# Extract:
────
Welcome to Justiceline, ThinkProgress Justice’s morning round-up of the latest legal news and developments. Remember to follow us on Twitter at @TPJustice.
- When he’s not busy claiming that Medicare is unconstitutional, Texas Gov. Rick Perry (R) likes to tout his tort reform law as a way to reduce health care costs. He’s wrong. Texas’ “costs have grown at a rate of 7.4 percent through 2004, the last year for which data is available. The average rate of growth for the entire country is 6.7 percent.”
- A Perry apologist at the National Review claims that Perry’s belief that “federal laws regulating the environment, regulating guns, protecting civil rights, establishing the massive programs and Medicare and Medicaid, creating national minimum wage laws, [and] establishing national labor laws” are unconstitutional is “about as mainstream of a conservative position on constitutional law as there is.” That means that Justice Antonin Scalia, who disagrees with Perry on all of this, is a radical leftist, or something.
────
# Extracted material:
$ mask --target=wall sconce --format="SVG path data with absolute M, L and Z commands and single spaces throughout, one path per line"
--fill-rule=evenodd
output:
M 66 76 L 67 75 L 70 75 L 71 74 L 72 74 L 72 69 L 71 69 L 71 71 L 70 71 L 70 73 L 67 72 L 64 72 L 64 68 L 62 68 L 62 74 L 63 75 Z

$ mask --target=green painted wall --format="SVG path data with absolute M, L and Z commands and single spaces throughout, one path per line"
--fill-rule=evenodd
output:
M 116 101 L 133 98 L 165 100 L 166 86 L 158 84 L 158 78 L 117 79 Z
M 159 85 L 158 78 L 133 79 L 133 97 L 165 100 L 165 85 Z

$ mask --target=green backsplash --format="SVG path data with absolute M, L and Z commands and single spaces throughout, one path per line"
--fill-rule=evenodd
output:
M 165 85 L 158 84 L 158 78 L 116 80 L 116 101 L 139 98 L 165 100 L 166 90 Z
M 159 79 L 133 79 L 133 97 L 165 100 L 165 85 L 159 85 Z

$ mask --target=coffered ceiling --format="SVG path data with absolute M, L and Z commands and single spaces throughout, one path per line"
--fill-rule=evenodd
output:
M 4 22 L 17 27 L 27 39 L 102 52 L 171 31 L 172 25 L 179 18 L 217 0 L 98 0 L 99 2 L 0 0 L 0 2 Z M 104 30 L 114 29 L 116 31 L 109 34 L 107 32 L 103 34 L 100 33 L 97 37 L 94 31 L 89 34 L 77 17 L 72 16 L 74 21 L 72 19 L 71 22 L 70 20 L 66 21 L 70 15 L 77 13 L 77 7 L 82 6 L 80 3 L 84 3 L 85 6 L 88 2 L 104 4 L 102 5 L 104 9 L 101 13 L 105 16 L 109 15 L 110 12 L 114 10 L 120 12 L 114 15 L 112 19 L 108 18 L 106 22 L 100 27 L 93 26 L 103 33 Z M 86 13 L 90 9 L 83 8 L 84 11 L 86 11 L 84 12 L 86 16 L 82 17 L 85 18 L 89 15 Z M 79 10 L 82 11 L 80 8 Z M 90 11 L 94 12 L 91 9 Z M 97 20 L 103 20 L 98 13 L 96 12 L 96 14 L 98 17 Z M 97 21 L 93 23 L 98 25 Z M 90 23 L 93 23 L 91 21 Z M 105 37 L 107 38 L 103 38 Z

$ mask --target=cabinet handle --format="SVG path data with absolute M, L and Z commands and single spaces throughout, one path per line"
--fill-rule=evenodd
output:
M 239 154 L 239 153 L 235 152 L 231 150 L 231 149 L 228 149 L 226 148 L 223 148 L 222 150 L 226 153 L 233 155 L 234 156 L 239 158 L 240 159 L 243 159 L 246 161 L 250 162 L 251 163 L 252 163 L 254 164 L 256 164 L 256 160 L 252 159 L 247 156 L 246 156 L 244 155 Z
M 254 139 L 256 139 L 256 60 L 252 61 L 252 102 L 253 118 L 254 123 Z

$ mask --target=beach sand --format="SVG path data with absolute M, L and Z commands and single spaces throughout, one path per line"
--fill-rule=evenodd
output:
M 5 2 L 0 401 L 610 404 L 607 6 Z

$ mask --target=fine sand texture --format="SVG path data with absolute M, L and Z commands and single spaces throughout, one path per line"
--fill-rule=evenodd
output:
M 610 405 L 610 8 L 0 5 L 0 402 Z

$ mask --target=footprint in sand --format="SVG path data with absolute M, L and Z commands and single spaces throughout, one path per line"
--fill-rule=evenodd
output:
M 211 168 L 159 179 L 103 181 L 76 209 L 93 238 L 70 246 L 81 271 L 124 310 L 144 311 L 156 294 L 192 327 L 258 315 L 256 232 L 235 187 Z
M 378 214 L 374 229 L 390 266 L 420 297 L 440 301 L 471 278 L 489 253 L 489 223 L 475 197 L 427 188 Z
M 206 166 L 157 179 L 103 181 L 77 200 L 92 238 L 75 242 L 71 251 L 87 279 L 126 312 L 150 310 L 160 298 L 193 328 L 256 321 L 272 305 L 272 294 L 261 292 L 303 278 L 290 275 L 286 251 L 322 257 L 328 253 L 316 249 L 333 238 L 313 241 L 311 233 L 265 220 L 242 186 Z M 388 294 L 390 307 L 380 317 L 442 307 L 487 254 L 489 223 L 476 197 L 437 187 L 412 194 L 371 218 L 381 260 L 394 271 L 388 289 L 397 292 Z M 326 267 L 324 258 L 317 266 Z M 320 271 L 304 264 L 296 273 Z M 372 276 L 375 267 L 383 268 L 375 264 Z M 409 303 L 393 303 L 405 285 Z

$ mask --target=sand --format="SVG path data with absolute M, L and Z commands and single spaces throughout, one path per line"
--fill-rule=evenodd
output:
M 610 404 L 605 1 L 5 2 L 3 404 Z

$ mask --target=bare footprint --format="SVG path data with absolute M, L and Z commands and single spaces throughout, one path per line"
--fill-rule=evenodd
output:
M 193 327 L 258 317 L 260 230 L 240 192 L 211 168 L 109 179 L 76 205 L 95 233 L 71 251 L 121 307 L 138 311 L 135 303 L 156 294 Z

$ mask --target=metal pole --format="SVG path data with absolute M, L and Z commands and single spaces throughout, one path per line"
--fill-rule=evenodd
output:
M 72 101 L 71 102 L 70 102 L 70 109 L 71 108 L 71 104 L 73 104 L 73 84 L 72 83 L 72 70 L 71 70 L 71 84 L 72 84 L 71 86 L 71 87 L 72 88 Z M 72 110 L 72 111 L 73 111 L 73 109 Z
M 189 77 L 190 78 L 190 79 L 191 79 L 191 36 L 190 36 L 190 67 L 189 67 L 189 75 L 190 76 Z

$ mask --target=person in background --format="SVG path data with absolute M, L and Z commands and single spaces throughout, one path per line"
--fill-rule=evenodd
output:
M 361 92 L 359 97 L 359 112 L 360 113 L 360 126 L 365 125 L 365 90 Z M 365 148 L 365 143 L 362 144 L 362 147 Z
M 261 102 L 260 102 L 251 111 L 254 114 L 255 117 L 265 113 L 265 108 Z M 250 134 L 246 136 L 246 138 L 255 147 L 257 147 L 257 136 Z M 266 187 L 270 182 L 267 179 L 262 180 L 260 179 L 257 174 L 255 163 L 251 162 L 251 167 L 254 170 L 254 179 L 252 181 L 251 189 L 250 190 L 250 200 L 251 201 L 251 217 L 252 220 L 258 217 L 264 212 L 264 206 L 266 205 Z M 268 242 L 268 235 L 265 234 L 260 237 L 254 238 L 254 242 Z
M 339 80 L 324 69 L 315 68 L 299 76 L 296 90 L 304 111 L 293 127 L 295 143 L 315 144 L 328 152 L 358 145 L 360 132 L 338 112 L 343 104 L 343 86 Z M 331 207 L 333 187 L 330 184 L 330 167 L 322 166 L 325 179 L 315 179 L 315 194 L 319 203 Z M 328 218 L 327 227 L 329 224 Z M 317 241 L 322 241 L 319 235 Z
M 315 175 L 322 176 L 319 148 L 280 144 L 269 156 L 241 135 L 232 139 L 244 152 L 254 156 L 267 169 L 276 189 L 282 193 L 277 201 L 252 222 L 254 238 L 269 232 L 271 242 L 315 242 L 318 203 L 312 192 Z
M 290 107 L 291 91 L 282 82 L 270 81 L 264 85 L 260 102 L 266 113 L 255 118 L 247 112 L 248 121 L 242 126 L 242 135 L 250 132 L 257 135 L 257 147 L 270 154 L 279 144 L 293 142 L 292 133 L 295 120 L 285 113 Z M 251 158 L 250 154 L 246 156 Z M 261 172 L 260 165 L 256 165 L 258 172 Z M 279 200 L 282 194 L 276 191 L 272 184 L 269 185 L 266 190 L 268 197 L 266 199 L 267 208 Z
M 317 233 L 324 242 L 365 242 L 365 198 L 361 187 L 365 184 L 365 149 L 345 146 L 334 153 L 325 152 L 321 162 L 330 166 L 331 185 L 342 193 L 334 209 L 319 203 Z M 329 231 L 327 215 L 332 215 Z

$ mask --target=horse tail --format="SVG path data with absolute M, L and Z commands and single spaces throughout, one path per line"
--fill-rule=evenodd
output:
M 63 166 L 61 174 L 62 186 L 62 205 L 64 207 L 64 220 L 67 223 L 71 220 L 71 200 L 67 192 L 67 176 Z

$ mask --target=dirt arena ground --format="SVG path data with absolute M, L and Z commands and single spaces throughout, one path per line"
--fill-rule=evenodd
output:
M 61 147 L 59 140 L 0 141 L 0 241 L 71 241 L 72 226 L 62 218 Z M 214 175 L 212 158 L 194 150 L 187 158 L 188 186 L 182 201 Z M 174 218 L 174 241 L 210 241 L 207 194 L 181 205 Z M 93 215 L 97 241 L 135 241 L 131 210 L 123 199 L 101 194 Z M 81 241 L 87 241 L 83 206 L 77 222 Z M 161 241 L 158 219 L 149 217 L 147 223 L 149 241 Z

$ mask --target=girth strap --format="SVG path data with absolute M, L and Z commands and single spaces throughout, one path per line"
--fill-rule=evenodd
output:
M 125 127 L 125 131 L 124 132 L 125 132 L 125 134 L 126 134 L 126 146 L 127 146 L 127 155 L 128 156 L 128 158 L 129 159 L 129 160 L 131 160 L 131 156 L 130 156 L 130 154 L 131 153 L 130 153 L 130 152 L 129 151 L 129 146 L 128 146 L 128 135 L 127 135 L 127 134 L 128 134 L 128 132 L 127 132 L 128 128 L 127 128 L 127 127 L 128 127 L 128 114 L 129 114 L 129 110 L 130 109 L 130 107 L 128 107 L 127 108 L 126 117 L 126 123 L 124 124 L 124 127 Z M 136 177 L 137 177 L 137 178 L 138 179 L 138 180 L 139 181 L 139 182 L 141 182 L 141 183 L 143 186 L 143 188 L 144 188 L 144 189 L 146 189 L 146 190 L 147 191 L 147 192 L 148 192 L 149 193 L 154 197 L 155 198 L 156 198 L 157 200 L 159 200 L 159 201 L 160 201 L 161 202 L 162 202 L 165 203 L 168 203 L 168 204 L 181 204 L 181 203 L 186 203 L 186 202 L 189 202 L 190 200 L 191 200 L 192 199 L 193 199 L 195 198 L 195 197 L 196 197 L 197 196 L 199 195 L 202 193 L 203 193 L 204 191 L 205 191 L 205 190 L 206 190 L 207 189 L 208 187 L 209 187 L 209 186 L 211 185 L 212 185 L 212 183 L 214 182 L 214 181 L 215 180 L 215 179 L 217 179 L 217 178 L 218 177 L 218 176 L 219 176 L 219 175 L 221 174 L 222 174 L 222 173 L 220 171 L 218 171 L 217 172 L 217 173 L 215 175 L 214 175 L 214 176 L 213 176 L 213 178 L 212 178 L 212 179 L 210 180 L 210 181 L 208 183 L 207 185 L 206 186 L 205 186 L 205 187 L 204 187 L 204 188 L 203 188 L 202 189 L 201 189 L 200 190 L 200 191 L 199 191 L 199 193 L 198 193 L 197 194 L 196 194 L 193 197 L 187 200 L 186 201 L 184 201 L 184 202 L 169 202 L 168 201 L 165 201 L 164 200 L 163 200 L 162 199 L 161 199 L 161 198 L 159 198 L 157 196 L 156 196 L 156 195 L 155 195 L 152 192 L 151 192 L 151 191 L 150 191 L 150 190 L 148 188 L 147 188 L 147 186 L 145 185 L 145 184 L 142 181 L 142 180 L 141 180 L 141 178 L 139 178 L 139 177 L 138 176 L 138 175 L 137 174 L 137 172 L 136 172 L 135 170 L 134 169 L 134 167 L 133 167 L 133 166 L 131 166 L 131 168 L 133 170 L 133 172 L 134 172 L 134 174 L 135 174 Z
────
# Tasks:
A - Do these statements agree with the legal news round-up? Answer yes or no for each and quote the words that decide it.
(i) Texas health care costs grew faster than the national average through 2004.
(ii) Justice Antonin Scalia shares Perry's view on the constitutionality of federal laws.
(iii) Readers are invited to follow the round-up on Twitter at @TPJustice.
B - Carry the legal news round-up on past its final item, keeping its tone and its dash-led format.

# Per-task answers:
A -
(i) Yes: "costs have grown at a rate of 7.4 percent through 2004" and "The average rate of growth for the entire country is 6.7 percent."
(ii) No: "who disagrees with Perry on all of this"
(iii) Yes: "Remember to follow us on Twitter at @TPJustice."

B -
- Two new studies suggest that sex offender registries do little, if anything, to reduce recidivism among registrants.
- The Washington Post reminds us that the Senate went on a five week vacation without confirming 20 judicial nominees waiting for a confirmation vote.
- The Sixth Circuit upheld an American soldier’s conviction for killing an Iraqi family while he was stationed in that country.